If you want me to investigate "outside of scenery" performance improvements, the lowest cost option would be to investigate rendering the molecules/sandwiches directly Canvas. I'd probably know in 3-4 hours if that was going to be significantly faster. It is certain to be more complicated and less maintainable. But we've used that approach successfully in other sims that show large collections of objects (Acid-Base Solutions, Beer's Law Lab, pH Scale,...)

pixelzoom commented 9 years ago

@ariel-phet said via email:

Just looked on iPad 3, and unfortunately the delay between challenges is a bit too slow. It is close to be acceptable but definitely falling on the side of "not up to snuff"... Definitely worth trying canvas.

samreid commented 9 years ago

Just a quick point. May be better to try to understand where the time is being spent before jumping in and trying canvas (unless you are already pretty sure that would solve it).

pixelzoom commented 9 years ago

Agreed. But I'm fairly certain that the time is spent changing the scene graph, because the model is trivial (1 Reaction), and there is very little axon wiring (connections to at most 6 "quantity" properties in the Reaction).

pixelzoom commented 9 years ago

@ycarpenterphet You assigned this back to me, but didn't comment on the options and repercussions that I outlined. So I'm inferring that:

(1) Design changes and waiting for Scenery 0.2 release are not an viable options. (Note that we have not heard a reply from @jonathanolson about Scenery 0.2.)

(2) You would like me to proceed with reimplementing portions of the sim to improve performance.

(3) I should investigate using Canvas as the first option, WebGL second.

(4) You are OK with not meeting the "November/December 2014" publication deadline, and the possibility of a 1-2 month publication delay is acceptable.

Let me know if any of this is incorrect.

ycarpenterphet commented 9 years ago

Sorry, let me clarify.

(1a) Design changes of that magnitude aren't an option. (1b) I talked to @ariel-phet about waiting to hear back on Scenery 0.2, and he suggested that canvas is worth trying regardless.

(2) yes - and as both @ariel-phet and I said, it's very close to acceptable performance, so I don't think we need a huge improvement to the initial load time.

(3) definitely

(4) this deadline isn't solely my call - if initial investigations with Canvas look promising (which you said earlier you said hoped would take 3-4 h to check if that's viable), I think it's worthwhile, but we may want to update @ariel-phet and @kathy-phet on the expected delay in publication.

» Written problem A
Answer these questions using the thread above, one answer per line:
(i) How many hours does the first paragraph estimate it would take to know whether rendering directly to Canvas was significantly faster?
(ii) On what device was the delay between challenges judged a bit too slow?
(iii) What publication deadline is named in item (4)?

Pointing and labeling entries
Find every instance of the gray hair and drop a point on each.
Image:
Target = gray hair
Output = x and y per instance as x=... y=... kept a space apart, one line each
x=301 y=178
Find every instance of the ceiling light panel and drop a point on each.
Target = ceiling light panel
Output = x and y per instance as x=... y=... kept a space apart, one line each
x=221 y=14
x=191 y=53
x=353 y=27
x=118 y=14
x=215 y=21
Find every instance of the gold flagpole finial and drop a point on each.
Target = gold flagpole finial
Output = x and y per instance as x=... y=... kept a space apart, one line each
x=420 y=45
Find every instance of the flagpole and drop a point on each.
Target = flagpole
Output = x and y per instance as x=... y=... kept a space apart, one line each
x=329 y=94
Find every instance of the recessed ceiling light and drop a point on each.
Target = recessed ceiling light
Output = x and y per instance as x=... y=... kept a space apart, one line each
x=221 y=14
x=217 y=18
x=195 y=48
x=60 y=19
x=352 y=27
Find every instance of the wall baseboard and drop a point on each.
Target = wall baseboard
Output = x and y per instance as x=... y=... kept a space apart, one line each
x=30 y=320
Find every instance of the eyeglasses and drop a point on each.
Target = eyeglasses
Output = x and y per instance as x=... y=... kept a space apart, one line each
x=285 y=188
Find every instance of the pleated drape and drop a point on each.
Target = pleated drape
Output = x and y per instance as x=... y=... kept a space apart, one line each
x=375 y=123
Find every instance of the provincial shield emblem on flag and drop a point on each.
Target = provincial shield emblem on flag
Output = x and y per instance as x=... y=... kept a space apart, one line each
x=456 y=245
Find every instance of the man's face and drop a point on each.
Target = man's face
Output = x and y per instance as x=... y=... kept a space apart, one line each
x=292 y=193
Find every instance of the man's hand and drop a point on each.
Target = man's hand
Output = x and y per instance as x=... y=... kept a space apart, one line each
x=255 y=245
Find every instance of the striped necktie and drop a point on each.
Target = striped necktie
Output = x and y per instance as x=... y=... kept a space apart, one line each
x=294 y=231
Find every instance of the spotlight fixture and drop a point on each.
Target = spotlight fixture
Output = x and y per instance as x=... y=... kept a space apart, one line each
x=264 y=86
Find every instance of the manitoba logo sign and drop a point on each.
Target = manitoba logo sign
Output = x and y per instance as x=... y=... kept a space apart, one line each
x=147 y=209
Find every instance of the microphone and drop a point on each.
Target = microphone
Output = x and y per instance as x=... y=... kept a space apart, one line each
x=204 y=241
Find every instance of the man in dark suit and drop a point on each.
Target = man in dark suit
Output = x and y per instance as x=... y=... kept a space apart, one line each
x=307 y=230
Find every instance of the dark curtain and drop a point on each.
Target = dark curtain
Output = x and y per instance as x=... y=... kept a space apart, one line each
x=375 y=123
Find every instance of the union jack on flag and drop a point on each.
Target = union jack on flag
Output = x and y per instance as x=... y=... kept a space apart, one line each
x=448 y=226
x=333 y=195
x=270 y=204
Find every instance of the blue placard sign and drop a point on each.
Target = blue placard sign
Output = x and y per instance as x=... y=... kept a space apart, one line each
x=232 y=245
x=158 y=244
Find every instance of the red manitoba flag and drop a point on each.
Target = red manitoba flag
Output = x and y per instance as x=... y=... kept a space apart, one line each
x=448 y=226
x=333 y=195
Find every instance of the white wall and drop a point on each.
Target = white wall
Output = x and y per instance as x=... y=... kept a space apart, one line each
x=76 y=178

» Written problem B
Resize the entries from the line that contains "Find every instance of the red" through the last line of the entries, both ends included, and write out only those lines. Keep the requests as they are, multiply every x and y coordinate in the answers by 1.9, and round to whole numbers, with halves rounded up.

» Response A
(i) 3-4 hours
(ii) iPad 3
(iii) November/December 2014

» Response B
Find every instance of the red manitoba flag and drop a point on each.
Target = red manitoba flag
Output = x and y per instance as x=... y=... kept a space apart, one line each
x=851 y=429
x=633 y=371
Find every instance of the white wall and drop a point on each.
Target = white wall
Output = x and y per instance as x=... y=... kept a space apart, one line each
x=144 y=338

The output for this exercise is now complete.